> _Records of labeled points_
------------------------------------------------

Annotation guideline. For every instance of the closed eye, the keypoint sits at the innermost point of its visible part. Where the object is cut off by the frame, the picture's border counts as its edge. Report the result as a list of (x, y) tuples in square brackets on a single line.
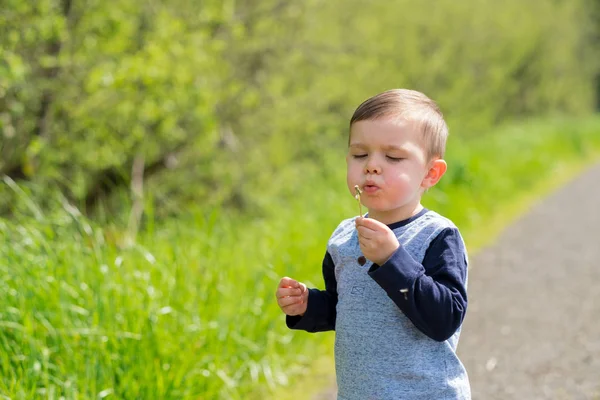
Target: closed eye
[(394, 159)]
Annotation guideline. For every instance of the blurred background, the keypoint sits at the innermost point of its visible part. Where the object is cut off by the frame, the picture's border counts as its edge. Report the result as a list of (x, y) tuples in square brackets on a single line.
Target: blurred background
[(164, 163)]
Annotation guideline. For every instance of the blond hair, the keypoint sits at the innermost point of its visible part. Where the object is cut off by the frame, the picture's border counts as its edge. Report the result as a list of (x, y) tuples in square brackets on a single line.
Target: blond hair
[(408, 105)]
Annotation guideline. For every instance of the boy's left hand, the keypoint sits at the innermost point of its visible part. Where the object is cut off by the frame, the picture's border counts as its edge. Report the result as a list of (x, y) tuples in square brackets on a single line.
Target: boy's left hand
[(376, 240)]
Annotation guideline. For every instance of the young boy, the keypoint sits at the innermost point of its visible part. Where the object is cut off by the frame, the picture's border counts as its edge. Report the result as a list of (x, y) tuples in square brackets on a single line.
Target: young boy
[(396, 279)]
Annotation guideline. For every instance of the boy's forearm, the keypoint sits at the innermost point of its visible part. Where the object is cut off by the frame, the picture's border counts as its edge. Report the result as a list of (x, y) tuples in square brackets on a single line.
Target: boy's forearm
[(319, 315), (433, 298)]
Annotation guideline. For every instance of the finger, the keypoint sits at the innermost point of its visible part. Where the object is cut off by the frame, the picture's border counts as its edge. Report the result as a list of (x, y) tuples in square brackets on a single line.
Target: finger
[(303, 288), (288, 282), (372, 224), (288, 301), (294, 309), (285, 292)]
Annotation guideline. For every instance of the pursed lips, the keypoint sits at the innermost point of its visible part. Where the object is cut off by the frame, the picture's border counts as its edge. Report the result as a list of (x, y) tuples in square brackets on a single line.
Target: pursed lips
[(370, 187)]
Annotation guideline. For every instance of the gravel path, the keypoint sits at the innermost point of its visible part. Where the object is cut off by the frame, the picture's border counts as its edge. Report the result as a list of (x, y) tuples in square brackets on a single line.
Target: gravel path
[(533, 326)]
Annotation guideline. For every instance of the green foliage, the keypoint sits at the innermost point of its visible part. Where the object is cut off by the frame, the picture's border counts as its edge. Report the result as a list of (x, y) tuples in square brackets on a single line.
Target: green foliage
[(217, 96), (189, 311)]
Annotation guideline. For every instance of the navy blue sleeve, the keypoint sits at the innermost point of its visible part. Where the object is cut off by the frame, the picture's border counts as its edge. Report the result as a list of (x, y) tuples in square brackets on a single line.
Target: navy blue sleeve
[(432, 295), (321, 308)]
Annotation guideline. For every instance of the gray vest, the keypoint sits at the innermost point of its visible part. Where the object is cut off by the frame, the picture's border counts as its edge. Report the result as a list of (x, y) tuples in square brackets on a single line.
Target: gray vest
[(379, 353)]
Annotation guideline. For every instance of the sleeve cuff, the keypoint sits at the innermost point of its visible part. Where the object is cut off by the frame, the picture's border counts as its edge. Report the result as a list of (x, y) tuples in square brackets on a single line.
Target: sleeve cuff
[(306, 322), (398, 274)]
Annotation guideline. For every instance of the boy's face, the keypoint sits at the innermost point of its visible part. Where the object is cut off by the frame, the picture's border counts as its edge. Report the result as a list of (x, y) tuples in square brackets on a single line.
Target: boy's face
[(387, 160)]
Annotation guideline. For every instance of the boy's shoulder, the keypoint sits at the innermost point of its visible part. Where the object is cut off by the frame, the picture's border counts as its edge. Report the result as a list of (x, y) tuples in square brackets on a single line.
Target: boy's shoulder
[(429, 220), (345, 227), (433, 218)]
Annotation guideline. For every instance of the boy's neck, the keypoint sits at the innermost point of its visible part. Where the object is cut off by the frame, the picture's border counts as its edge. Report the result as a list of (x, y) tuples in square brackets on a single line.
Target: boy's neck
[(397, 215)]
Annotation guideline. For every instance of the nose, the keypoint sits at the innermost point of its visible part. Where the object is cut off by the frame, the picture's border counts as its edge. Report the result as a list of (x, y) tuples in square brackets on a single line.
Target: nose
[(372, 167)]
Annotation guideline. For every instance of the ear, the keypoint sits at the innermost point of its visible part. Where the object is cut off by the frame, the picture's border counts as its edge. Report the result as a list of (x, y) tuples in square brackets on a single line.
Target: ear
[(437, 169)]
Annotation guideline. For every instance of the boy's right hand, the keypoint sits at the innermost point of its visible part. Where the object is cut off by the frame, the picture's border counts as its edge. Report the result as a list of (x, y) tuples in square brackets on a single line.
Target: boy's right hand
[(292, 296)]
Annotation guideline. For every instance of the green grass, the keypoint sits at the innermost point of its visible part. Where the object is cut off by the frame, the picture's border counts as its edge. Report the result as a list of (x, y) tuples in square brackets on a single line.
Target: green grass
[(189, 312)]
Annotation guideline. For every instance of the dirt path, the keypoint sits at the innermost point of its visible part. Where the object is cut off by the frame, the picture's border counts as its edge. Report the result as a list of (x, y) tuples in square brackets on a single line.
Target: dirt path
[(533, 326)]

------------------------------------------------

> _Aim_
Scale the listing from its start up to and including the line with "[(394, 159)]". Write those lines again with their requests, multiplying every coordinate in the answers by 0.9, rounding to whole numbers with halves rounded up, and leaving the pictures out.

> _Answer for the task_
Annotation guideline. For every instance of the closed eye, the keypoint sits at the innermost point of its visible part. Where the object is cut off by the frame, the picture's border counts as its edge. Report the result as a list of (x, y) tuples in square brackets on a single line.
Target: closed eye
[(355, 143)]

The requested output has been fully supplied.